**Task instructions:**
Find each line in the material below that has the word "tree" in it, paying attention to upper and lower case, and copy those lines out.

**Extracted data:**
===

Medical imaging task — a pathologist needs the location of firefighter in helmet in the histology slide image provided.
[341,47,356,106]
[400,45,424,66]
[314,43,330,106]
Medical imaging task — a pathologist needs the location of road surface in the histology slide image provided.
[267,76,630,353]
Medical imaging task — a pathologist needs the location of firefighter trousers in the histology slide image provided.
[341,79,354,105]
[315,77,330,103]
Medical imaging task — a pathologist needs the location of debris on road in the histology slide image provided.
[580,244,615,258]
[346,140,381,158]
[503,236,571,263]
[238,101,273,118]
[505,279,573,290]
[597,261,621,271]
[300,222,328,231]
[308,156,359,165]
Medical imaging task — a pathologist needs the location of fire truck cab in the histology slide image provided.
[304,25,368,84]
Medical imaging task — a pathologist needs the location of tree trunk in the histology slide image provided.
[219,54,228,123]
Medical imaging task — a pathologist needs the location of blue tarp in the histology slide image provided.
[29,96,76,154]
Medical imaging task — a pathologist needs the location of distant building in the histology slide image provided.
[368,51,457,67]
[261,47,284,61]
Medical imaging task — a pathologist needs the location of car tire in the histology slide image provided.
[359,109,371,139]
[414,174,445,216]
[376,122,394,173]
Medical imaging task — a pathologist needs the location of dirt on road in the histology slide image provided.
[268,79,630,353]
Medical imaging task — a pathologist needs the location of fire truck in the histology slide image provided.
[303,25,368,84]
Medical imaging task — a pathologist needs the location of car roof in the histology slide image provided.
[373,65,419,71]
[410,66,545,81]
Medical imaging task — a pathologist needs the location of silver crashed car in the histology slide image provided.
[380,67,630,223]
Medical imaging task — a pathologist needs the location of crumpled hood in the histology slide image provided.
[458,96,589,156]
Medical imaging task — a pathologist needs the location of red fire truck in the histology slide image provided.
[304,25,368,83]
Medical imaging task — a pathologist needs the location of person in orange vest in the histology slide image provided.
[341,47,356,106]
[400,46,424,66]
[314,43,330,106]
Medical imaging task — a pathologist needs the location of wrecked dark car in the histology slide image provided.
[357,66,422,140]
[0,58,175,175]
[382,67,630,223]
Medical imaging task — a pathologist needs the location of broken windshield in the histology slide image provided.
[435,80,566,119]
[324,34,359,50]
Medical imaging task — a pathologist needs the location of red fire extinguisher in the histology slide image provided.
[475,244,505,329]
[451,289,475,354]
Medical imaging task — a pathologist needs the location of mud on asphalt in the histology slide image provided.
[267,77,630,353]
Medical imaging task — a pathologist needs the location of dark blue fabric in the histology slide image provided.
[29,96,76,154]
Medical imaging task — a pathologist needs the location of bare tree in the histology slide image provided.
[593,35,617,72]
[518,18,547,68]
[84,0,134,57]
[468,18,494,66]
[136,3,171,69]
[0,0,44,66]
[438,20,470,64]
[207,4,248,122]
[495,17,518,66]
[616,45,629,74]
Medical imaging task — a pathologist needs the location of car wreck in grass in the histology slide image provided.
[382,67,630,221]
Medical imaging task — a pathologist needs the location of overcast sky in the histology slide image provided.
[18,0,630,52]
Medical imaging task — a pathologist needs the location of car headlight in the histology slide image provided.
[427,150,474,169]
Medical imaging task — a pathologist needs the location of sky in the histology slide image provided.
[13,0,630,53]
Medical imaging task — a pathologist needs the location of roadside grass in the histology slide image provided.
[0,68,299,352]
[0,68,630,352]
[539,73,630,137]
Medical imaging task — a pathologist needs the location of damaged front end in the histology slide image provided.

===

**Result below:**
Medical imaging task — a pathologist needs the location of tree trunk in the histology slide image provided.
Medical imaging task — a pathologist needs the location of bare tree in the histology slide image provided.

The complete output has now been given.